### What is being asked
Pull every line with "ground" from the entries below.

(Dataset excerpts)
______________________________
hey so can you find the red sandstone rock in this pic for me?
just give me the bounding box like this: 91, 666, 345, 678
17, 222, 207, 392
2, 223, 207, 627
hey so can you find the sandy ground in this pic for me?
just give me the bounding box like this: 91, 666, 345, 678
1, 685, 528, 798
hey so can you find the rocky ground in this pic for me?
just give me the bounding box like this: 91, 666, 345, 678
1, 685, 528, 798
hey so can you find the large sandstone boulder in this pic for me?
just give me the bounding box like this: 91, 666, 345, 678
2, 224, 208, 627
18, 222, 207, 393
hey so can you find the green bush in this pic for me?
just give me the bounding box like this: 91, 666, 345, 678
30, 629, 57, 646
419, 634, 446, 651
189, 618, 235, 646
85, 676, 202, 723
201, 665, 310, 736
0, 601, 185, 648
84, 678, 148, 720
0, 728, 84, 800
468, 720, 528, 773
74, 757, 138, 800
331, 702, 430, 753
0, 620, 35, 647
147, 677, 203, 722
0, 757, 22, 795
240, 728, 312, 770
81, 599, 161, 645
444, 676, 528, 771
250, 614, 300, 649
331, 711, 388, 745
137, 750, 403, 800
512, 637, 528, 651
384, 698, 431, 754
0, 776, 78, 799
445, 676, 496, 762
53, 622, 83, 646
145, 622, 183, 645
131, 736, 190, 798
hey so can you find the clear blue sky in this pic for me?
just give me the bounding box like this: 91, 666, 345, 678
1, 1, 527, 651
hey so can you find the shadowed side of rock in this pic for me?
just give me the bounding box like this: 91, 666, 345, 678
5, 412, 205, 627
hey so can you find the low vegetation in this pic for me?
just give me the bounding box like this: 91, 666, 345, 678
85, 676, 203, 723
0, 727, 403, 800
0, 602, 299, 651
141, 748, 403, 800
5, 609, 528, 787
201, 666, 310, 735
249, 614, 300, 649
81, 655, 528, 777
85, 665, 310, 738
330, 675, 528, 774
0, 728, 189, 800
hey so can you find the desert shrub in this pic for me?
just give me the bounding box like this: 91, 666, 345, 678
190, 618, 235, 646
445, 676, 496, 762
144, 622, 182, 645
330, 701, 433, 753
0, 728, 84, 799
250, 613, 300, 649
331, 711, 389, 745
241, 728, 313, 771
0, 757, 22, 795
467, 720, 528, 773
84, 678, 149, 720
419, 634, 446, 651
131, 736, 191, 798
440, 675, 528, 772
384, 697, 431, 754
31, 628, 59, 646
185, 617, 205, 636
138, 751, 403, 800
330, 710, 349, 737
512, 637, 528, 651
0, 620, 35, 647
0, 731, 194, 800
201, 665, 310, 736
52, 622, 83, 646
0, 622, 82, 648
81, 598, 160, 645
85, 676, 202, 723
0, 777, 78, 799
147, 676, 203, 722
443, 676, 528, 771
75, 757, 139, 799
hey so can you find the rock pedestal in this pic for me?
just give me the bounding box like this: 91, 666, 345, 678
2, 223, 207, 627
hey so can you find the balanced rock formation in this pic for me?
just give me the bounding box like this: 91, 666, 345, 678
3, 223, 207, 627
______________________________
### Problem solution
hey so can you find the sandy ground in this pic for me?
hey so can you find the rocky ground in this pic for me?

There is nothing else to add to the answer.